▸ TRY IT
With every picture left out, restate the listing below exactly as written.

▸ RECORDS SHOWN

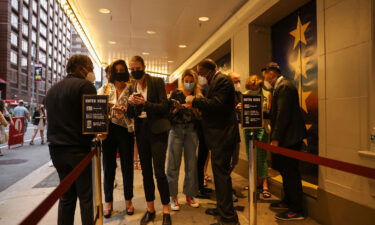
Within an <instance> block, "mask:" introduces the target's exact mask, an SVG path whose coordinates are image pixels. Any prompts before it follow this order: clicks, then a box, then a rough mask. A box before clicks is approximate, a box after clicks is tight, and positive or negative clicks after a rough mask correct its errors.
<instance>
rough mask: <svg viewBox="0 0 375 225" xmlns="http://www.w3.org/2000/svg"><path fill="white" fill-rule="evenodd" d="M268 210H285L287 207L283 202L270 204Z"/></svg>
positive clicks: (287, 208) (286, 205)
mask: <svg viewBox="0 0 375 225" xmlns="http://www.w3.org/2000/svg"><path fill="white" fill-rule="evenodd" d="M270 209H278V210H287V209H289V208H288V206H287V205H286V204H285V203H284V202H274V203H271V205H270Z"/></svg>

▸ YOUR RESPONSE
Within an <instance> block, "mask:" introduces the target's exact mask, an SVG path whose coordinates are image pixels. Any prompts before it follow this order: clicks, then a box, then a rough mask. A box before clicks is approximate, a box after clicks is tight, and positive or negative clicks after a rough mask correct its errors.
<instance>
rough mask: <svg viewBox="0 0 375 225" xmlns="http://www.w3.org/2000/svg"><path fill="white" fill-rule="evenodd" d="M268 210H285L287 207L283 202L270 204Z"/></svg>
positive clicks: (287, 208) (286, 205)
mask: <svg viewBox="0 0 375 225" xmlns="http://www.w3.org/2000/svg"><path fill="white" fill-rule="evenodd" d="M270 209H278V210H287V209H289V208H288V206H287V205H286V204H285V203H284V202H274V203H271V205H270Z"/></svg>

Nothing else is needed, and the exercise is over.